** Records for this exercise follows **
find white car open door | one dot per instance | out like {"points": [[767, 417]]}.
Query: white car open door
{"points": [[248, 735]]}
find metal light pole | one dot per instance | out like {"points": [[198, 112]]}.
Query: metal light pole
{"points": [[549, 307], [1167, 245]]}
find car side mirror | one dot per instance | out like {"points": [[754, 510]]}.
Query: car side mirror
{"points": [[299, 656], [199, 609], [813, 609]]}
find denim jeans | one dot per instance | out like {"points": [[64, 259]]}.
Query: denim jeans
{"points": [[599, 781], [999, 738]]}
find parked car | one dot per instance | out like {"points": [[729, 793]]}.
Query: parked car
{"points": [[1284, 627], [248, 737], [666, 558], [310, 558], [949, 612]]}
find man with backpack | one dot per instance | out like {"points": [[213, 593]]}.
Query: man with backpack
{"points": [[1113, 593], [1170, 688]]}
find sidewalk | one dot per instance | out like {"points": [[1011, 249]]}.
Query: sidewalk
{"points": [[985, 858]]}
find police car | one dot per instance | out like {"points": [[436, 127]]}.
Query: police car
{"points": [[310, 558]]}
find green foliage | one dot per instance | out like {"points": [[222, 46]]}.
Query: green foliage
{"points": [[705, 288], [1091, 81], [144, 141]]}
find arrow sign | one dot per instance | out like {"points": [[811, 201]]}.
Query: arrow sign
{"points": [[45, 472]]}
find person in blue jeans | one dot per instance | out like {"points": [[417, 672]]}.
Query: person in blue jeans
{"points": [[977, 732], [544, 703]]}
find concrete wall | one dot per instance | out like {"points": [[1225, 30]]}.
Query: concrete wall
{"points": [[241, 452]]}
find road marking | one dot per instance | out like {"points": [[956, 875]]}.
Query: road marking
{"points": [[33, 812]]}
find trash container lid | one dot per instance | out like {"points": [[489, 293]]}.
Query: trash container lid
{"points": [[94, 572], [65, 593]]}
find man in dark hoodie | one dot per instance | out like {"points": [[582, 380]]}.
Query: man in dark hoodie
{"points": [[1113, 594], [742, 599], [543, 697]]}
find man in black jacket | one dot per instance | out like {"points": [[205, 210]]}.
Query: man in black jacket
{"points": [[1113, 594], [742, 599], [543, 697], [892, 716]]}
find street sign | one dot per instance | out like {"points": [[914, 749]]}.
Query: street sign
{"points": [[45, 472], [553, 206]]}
** End of Records for this exercise **
From the line holding "Query: trash container lid" to the last line of the material above, reproduce every line exactly, and only those.

Solution to this task ->
Query: trash container lid
{"points": [[94, 572], [65, 593]]}
find man in dark hoodie | one dot per instance | out like {"points": [[582, 380]]}.
Query: man in dark hoodie
{"points": [[1113, 594], [742, 599], [543, 697]]}
find man in black jacket | one dot per instance | out like {"points": [[205, 210]]}.
Query: man in black jacket
{"points": [[1113, 594], [742, 599], [543, 697], [892, 716]]}
find street sign | one dot per instance | out like {"points": [[914, 749]]}.
Query: street sign
{"points": [[45, 472], [553, 206]]}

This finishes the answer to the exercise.